» Exercise aim
Copy out the article on drug-resistant TB in Myanmar word for word, from its headline to its last sentence.

» Provided passage
== == ==

Myanmar Facing 'Urgent' Drug-Resistant TB Threat


Although Myanmar has approximately 9,000 new cases of drug-resistant TB annually, the World Health Organization (WHO) estimated in 2012 that only 800 patients had ever received TB treatment. During 50 years of military rule that ended two years ago, Myanmar’s health system was “buried.” The military government spent as little as $1 per person on healthcare annually, and provided few trained health personnel and supplies. This resulted in escalating TB, HIV/AIDS, malaria, and infant mortality rates.

Although treating normal TB required only a simple, inexpensive drug regimen, if patients misused anti-TB drugs or failed to take medications as scheduled, multidrug-resistant TB (MDR TB) could develop. The MDR TB treatment cost 100 times more, takes much more time, and could be highly toxic; for these reasons, MDR TB patients often gave up treatment.

== == ==

» Data provided
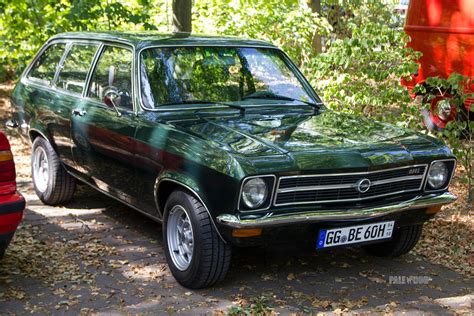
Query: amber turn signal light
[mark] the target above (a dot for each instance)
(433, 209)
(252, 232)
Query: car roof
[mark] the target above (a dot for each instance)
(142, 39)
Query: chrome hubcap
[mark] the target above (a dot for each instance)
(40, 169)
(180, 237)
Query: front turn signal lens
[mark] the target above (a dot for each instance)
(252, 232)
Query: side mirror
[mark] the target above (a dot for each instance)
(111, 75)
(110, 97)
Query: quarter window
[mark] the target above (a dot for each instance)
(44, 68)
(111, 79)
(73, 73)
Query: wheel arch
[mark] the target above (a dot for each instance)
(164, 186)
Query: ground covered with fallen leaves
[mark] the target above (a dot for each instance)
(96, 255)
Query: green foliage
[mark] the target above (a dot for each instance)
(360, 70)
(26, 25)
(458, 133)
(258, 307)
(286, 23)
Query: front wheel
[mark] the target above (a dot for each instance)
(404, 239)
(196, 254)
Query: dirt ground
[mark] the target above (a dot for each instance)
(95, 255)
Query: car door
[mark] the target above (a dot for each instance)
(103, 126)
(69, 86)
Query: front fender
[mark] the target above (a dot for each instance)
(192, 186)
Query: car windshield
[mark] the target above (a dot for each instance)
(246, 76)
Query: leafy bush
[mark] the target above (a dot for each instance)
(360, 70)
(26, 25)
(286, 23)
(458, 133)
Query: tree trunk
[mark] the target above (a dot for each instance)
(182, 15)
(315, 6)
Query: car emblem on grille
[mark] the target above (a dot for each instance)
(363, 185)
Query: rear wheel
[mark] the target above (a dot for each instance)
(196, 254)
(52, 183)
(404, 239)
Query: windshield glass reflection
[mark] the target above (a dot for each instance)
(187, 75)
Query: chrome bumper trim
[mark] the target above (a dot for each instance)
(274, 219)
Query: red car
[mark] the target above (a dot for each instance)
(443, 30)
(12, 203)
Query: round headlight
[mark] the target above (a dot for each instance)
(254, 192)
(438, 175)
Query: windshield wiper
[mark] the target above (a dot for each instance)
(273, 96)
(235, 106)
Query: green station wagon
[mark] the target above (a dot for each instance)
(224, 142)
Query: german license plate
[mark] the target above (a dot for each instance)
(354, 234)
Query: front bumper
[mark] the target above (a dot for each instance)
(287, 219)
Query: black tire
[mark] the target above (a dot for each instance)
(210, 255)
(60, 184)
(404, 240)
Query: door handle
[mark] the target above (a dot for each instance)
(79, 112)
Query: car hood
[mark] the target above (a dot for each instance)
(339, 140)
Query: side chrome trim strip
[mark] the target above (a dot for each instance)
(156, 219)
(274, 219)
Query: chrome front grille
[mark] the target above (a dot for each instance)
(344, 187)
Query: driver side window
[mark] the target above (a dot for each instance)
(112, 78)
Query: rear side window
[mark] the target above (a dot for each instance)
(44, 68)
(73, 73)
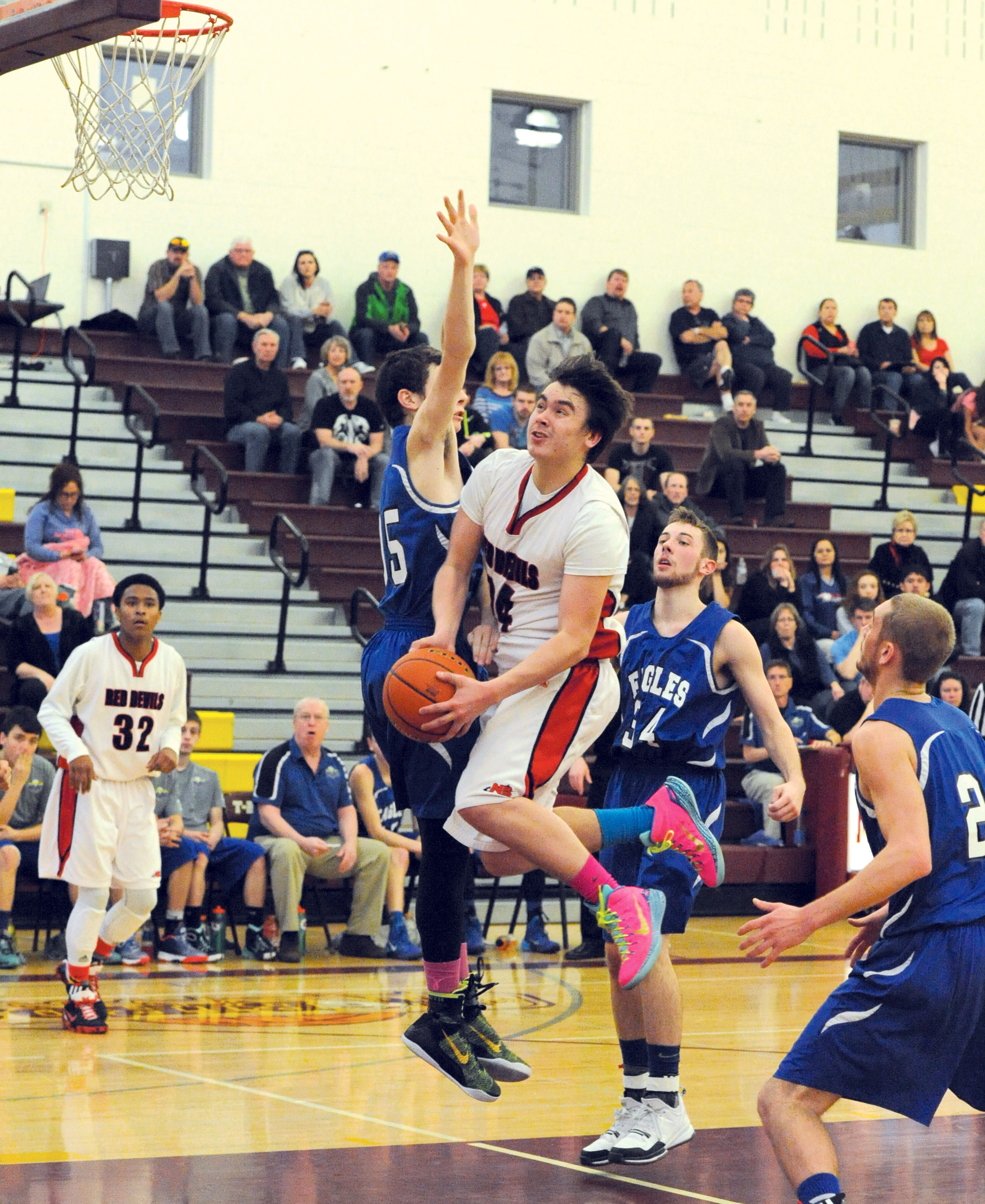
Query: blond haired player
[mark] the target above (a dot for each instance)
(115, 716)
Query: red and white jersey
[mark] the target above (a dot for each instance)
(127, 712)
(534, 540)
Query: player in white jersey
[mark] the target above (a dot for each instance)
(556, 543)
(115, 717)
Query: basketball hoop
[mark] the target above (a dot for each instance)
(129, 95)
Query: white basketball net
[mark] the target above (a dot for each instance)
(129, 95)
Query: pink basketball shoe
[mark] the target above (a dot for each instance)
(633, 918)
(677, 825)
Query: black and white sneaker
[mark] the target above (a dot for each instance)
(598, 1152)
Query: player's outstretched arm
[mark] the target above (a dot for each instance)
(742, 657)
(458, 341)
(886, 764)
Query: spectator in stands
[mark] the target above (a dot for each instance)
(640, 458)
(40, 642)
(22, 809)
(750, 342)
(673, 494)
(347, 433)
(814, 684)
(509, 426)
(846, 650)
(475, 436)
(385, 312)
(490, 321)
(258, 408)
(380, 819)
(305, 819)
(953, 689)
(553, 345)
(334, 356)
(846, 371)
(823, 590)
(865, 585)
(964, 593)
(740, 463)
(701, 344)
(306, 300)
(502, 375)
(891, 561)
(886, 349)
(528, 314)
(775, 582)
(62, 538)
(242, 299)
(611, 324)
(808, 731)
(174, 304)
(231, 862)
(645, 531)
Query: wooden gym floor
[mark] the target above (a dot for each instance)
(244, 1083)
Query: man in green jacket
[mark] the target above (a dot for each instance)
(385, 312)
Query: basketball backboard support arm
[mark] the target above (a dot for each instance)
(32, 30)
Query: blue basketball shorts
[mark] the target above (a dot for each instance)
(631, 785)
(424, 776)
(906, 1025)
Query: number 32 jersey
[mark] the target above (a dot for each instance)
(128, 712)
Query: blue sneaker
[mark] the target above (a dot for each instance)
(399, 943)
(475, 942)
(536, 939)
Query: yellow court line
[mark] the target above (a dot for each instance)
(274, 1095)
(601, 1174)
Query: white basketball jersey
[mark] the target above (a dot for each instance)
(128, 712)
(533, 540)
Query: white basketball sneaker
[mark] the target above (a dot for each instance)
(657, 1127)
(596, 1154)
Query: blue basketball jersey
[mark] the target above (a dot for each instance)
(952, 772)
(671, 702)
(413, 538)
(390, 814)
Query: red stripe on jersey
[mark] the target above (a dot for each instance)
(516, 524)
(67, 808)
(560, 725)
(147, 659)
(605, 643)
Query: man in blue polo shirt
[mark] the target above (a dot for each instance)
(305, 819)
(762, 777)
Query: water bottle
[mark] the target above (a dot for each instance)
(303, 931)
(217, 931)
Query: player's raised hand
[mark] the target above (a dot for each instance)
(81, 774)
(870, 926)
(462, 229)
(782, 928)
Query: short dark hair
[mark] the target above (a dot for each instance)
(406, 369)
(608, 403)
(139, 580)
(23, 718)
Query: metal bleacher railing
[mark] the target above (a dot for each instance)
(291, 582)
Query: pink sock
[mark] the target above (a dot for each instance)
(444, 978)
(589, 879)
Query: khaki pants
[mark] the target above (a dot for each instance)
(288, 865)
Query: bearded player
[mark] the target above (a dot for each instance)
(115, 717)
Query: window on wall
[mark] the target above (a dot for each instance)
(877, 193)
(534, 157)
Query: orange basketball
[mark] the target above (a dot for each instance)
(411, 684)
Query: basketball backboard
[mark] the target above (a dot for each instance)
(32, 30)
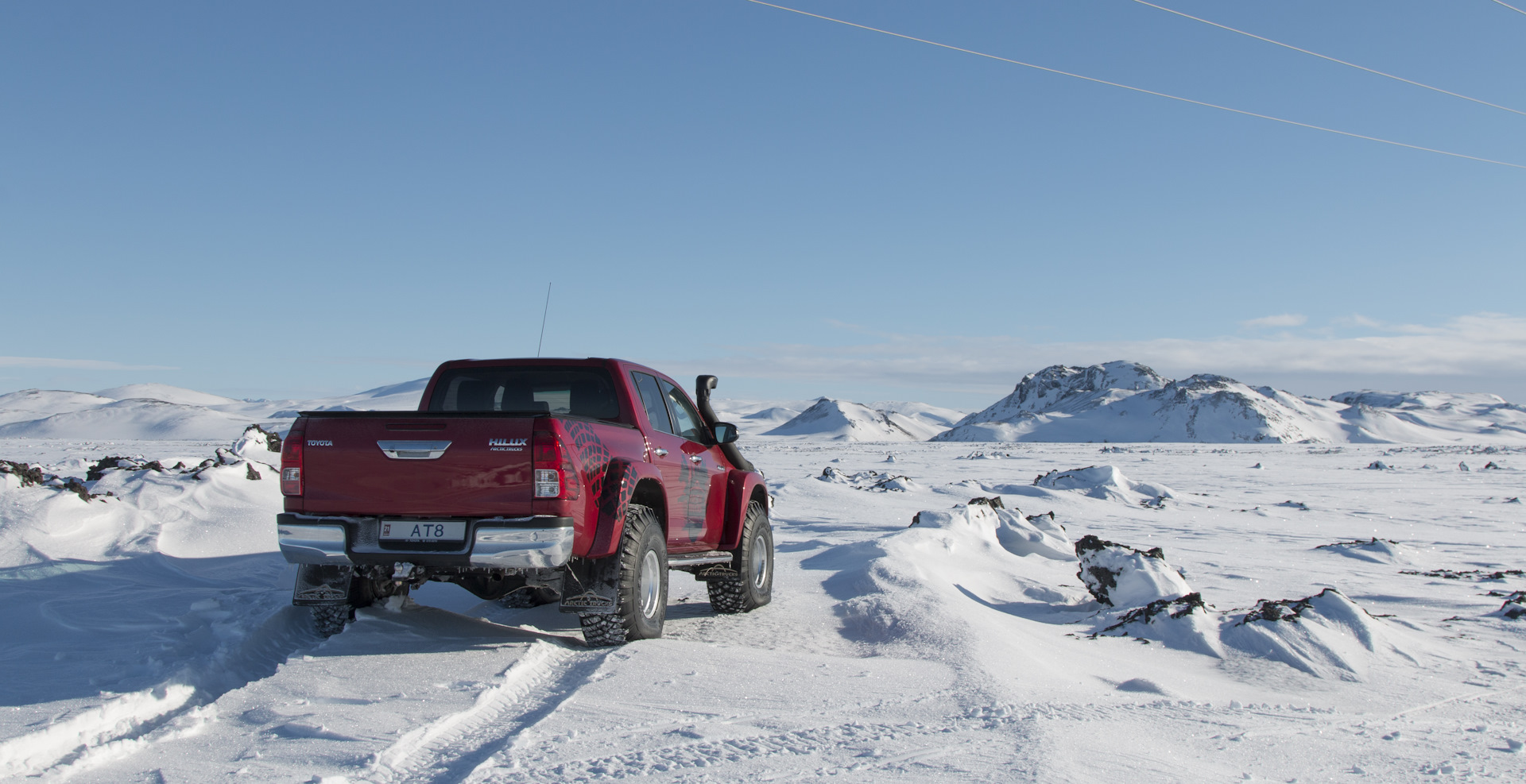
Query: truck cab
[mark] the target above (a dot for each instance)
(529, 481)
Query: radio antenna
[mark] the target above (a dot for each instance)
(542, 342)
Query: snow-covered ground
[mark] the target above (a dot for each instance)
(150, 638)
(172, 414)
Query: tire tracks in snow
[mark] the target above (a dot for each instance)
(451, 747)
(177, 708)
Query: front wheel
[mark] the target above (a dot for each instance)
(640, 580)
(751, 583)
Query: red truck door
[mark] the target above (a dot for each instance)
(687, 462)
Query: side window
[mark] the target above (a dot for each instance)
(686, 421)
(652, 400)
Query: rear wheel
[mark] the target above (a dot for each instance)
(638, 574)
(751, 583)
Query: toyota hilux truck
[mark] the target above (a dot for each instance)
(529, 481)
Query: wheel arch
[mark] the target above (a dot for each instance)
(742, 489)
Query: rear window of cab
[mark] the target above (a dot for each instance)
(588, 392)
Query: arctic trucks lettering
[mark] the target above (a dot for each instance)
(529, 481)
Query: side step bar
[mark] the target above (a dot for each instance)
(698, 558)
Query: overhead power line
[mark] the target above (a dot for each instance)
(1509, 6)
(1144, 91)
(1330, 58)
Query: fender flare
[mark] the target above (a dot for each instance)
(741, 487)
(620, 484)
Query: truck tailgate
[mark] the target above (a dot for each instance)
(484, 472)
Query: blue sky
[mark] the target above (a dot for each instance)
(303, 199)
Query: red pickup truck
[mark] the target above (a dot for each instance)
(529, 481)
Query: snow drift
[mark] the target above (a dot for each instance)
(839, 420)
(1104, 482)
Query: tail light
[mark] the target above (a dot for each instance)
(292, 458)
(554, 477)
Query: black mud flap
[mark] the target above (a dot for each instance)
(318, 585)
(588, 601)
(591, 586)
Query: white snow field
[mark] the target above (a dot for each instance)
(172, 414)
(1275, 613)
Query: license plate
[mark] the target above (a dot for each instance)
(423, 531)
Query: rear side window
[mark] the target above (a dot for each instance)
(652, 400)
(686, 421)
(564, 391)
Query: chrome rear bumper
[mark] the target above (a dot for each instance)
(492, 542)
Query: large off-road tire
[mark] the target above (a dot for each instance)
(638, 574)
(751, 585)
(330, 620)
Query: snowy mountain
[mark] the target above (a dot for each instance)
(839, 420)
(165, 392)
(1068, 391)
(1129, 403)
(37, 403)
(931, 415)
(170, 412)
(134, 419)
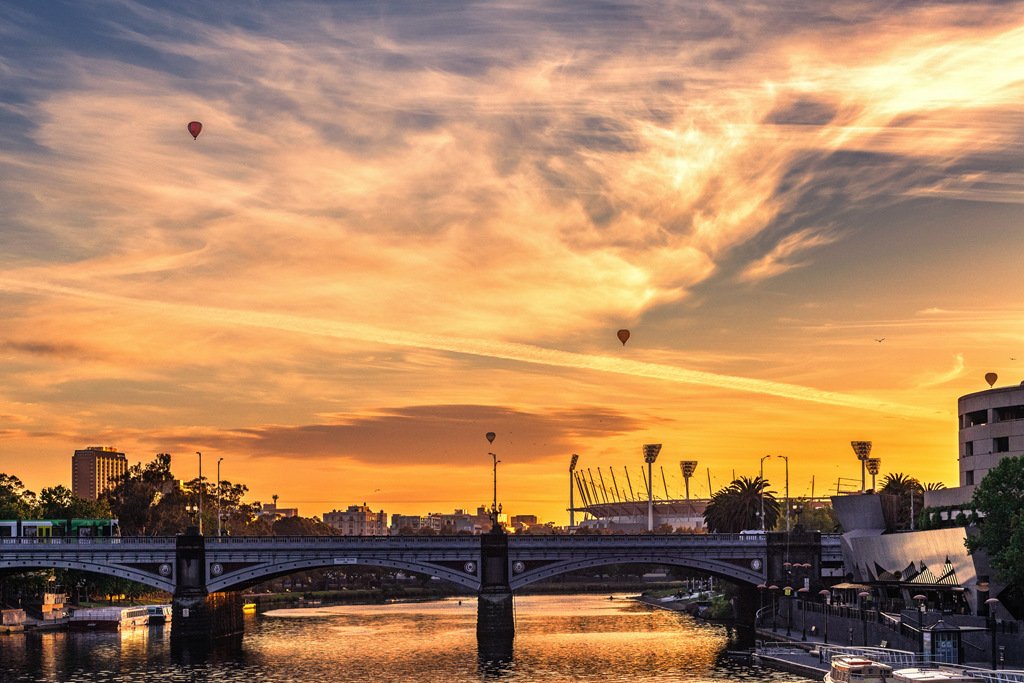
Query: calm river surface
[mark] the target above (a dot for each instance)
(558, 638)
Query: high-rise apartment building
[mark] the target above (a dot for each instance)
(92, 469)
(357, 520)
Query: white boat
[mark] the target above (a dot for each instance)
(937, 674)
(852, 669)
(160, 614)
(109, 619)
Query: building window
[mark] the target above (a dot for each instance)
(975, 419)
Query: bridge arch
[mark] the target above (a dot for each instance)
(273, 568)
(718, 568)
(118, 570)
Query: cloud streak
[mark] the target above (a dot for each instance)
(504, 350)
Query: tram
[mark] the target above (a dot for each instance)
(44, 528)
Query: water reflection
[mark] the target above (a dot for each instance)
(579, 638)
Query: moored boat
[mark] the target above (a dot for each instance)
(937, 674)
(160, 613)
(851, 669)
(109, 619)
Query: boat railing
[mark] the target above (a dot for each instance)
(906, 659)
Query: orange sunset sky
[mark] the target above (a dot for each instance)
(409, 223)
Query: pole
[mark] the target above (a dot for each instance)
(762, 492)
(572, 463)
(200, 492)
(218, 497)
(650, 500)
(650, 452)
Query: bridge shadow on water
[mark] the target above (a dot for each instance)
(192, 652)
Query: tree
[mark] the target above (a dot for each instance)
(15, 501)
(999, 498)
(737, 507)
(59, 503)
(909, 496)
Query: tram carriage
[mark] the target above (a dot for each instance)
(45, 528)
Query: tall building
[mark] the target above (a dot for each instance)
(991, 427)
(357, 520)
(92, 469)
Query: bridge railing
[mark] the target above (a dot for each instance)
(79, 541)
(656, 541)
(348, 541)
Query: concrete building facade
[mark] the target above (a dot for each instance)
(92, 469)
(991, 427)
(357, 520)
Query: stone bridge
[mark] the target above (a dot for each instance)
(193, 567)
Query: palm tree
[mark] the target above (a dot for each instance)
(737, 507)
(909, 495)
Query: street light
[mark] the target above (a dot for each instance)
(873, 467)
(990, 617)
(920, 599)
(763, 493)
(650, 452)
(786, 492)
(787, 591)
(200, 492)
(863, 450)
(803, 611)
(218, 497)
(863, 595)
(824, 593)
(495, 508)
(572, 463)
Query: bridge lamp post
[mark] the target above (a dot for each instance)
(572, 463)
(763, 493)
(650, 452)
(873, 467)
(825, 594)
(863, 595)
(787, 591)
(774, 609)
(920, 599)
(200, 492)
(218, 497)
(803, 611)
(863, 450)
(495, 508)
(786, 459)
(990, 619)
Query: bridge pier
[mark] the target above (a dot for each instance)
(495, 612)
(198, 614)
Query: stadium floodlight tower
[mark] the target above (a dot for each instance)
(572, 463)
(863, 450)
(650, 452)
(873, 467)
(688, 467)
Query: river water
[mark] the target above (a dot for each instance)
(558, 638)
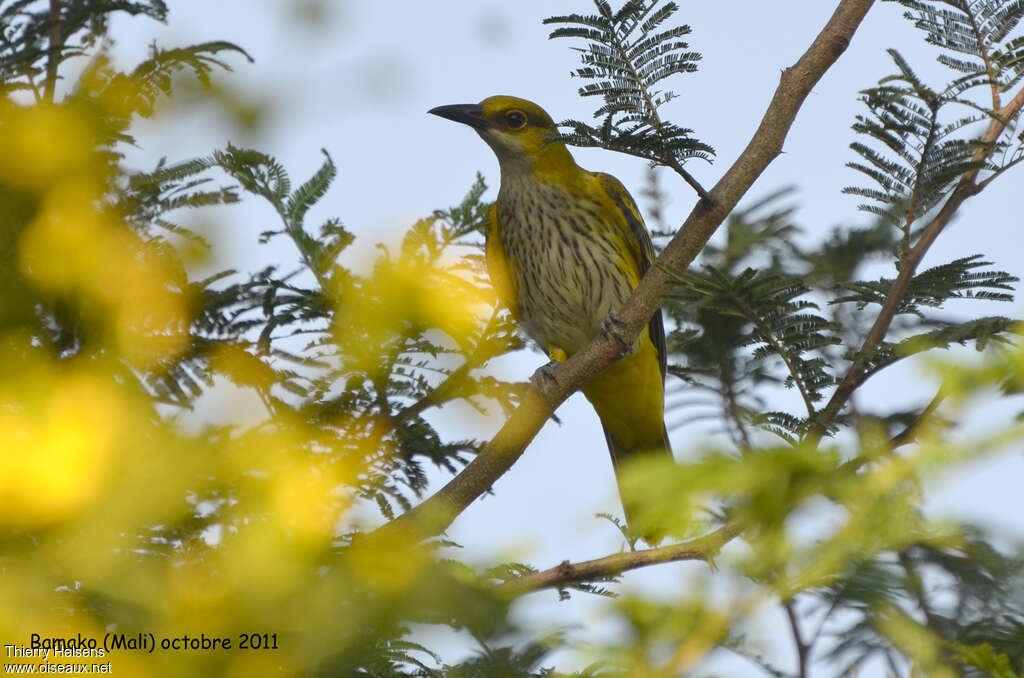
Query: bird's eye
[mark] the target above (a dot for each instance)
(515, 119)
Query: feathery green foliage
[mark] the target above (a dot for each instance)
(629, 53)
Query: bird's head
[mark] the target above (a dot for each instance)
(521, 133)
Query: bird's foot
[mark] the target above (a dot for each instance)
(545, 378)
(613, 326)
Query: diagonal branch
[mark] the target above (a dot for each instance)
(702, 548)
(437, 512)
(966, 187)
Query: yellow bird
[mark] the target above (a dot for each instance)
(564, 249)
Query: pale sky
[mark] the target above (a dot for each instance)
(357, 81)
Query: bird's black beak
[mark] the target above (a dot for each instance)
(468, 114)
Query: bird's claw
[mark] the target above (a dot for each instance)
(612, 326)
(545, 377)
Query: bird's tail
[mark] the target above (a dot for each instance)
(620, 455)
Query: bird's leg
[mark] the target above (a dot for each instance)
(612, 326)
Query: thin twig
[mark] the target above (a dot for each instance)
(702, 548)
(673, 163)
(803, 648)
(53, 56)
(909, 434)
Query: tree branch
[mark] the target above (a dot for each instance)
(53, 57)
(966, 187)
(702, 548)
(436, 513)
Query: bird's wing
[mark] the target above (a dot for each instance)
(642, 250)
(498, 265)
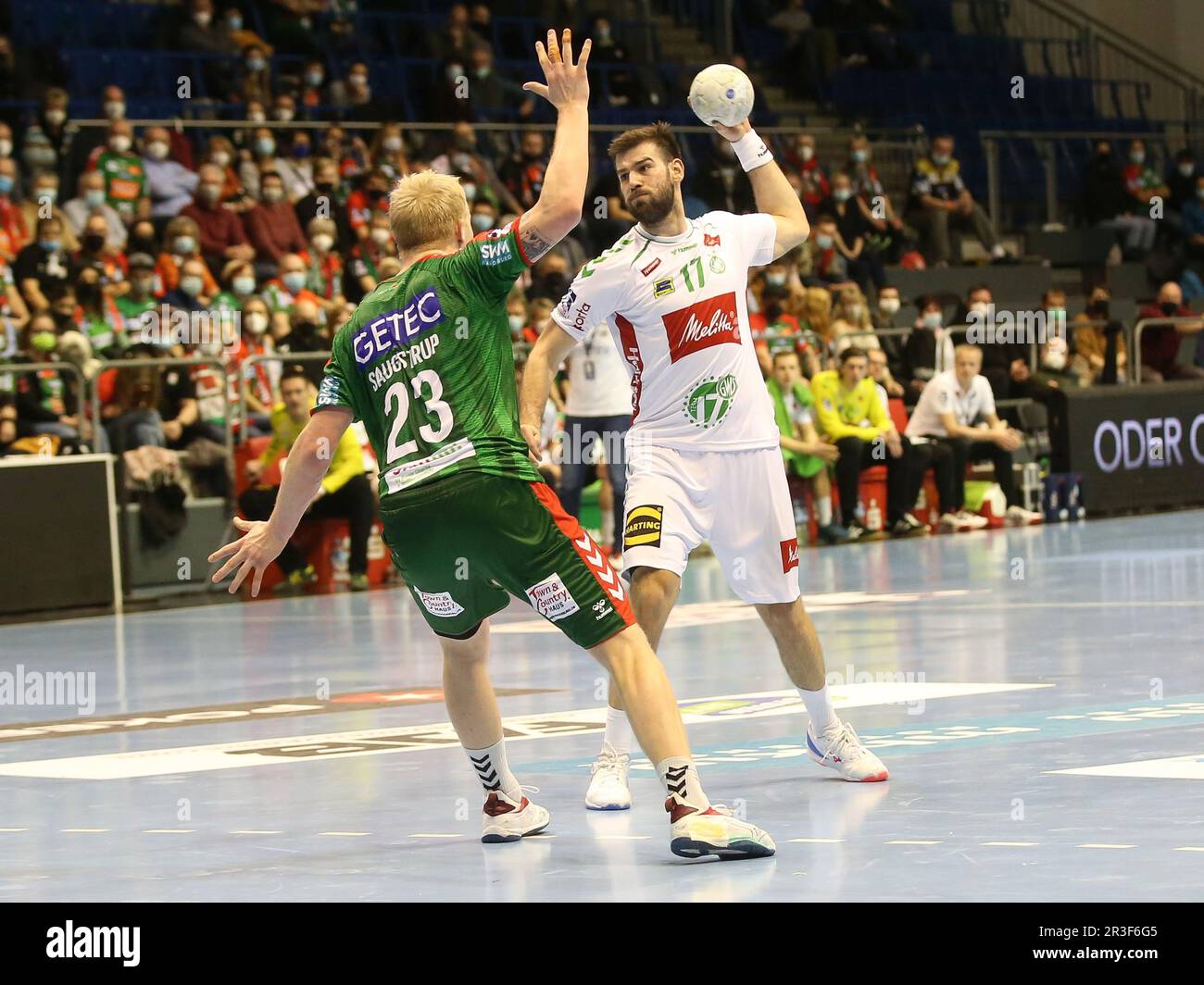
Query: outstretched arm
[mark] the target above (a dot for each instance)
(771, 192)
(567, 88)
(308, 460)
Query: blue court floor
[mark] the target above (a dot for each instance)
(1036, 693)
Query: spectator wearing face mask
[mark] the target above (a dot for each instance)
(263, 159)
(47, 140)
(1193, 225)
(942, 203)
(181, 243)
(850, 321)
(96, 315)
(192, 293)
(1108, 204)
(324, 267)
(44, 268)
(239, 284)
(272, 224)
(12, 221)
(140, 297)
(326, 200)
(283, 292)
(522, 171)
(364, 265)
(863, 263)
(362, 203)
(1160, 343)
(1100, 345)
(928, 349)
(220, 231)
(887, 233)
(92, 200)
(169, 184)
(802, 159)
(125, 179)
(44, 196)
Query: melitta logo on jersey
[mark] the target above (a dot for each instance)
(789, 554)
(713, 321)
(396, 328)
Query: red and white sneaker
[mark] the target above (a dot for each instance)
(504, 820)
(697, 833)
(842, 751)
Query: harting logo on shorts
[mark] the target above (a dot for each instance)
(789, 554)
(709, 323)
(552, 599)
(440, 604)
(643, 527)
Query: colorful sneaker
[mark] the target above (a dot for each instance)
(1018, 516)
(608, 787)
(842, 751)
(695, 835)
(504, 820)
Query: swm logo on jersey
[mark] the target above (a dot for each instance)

== == ==

» Answer section
Myanmar Facing 'Urgent' Drug-Resistant TB Threat


Although Myanmar has approximately 9,000 new cases of drug-resistant TB annually, the World Health Organization (WHO) estimated in 2012 that only 800 patients had ever received TB treatment. During 50 years of military rule that ended two years ago, Myanmar’s health system was “buried.” The military government spent as little as $1 per person on healthcare annually, and provided few trained health personnel and supplies. This resulted in escalating TB, HIV/AIDS, malaria, and infant mortality rates.

Although treating normal TB required only a simple, inexpensive drug regimen, if patients misused anti-TB drugs or failed to take medications as scheduled, multidrug-resistant TB (MDR TB) could develop. The MDR TB treatment cost 100 times more, takes much more time, and could be highly toxic; for these reasons, MDR TB patients often gave up treatment.